• _Exercise input_:
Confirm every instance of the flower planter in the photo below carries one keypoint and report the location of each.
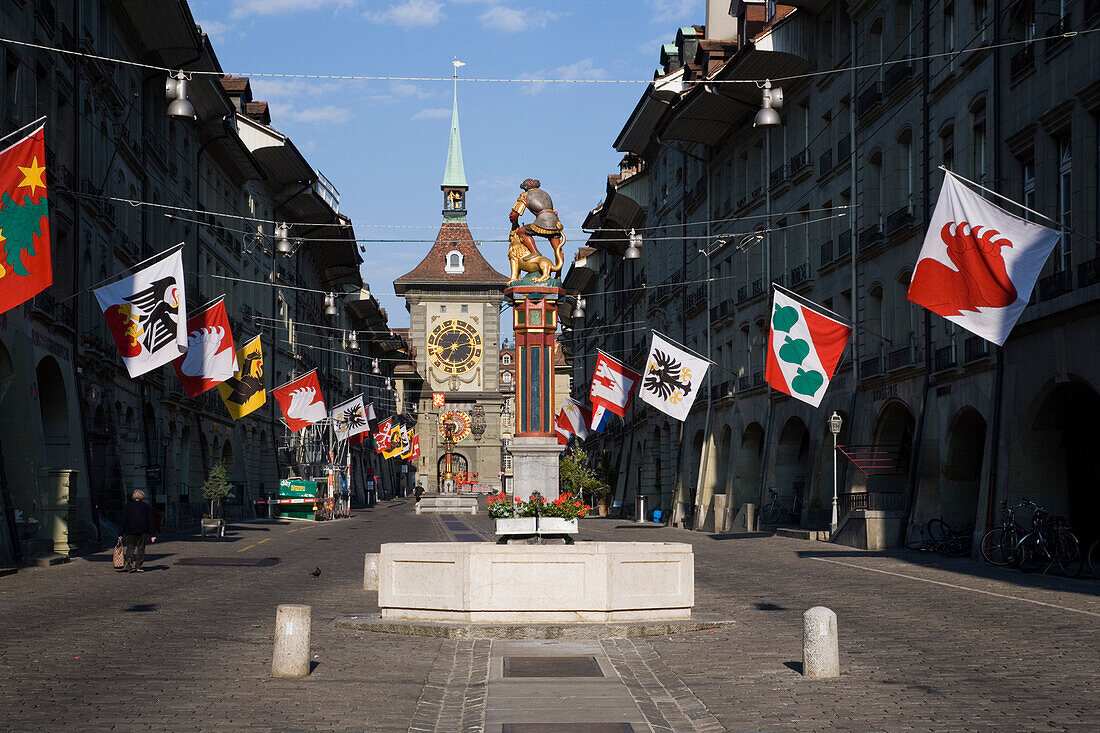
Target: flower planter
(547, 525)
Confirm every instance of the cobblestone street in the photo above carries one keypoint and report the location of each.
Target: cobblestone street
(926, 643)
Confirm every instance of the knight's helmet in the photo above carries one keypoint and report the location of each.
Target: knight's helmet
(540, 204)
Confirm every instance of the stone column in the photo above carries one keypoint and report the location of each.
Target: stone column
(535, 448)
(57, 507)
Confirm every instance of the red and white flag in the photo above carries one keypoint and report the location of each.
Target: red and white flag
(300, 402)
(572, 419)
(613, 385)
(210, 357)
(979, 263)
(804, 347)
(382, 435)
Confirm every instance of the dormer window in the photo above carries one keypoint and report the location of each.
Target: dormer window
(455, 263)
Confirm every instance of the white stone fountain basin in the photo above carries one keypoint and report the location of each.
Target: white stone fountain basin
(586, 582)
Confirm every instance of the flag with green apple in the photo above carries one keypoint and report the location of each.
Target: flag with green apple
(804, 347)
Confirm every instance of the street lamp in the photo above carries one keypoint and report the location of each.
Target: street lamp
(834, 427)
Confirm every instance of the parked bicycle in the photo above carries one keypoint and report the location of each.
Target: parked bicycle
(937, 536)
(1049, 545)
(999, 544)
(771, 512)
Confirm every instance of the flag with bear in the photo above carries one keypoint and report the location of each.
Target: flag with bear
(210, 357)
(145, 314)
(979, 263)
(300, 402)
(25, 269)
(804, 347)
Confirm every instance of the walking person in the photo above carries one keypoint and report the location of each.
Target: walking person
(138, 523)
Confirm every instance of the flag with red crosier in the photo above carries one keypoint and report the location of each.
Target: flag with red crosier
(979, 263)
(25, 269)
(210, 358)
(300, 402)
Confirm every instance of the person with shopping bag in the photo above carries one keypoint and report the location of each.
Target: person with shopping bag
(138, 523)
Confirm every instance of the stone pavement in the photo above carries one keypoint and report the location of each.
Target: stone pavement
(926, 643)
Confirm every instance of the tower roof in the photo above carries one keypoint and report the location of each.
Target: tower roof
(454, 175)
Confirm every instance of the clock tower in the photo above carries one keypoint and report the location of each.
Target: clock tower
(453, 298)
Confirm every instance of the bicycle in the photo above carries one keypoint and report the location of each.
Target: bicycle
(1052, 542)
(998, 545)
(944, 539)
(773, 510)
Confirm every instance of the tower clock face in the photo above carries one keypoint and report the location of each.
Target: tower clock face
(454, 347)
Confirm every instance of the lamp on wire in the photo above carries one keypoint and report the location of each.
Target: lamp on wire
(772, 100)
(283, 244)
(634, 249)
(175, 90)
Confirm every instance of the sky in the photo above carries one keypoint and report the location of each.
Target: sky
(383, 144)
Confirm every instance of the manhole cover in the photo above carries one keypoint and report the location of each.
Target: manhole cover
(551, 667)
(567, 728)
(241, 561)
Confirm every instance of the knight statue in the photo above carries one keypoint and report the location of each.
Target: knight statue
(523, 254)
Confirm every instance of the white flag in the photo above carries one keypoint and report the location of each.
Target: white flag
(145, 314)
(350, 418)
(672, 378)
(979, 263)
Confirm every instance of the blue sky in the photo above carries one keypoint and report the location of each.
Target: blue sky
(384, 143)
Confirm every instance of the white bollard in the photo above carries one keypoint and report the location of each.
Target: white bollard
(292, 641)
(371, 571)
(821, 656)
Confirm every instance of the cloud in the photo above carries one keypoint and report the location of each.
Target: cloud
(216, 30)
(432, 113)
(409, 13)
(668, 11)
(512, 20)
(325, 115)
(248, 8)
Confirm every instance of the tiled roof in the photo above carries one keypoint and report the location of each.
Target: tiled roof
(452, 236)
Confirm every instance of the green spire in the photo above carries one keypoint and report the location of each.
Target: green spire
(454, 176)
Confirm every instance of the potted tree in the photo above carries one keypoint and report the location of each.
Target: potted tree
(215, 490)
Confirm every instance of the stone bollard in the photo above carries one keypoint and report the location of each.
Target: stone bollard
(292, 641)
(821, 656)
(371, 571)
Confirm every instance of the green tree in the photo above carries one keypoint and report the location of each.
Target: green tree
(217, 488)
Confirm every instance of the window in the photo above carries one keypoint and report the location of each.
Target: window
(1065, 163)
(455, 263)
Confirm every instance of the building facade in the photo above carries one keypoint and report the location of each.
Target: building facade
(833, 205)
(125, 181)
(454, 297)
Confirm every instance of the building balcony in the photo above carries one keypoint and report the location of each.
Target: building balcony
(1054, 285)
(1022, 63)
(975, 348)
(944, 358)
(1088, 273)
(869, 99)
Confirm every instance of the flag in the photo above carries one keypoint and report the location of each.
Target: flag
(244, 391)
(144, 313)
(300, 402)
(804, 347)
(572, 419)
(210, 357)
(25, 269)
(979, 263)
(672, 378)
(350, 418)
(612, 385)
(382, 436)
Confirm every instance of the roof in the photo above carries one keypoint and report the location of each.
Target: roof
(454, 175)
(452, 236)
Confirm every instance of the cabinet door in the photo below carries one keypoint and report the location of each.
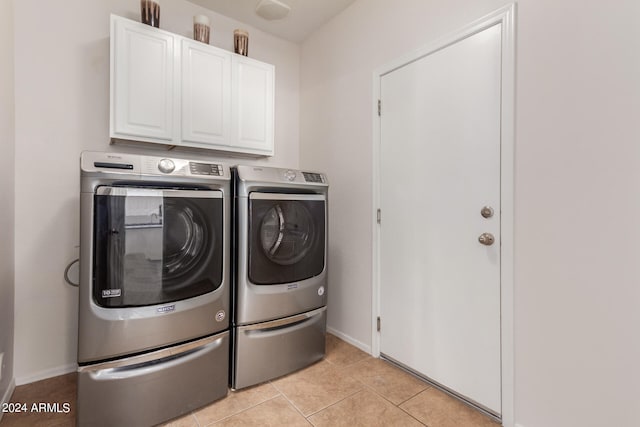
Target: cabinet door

• _Your objective_: Turn the stretch of the items from the line containing "Confirm every instance of the roof" through the end of the items into a Markdown table with the columns Row and Line, numbering each line and skipping blank ones. Leave the pictures out of the table.

• _Completed task_:
| Row | Line |
|---|---|
| 1 | Confirm every instance of the roof in the photo above carries one keypoint and report the location of each. |
| 2 | Target: roof |
| 3 | (454, 175) |
| 4 | (452, 236) |
| 5 | Confirm every instance of the cabinet door in the photo below carries one keypoint and report the location of each. |
| 6 | Target: cabinet door |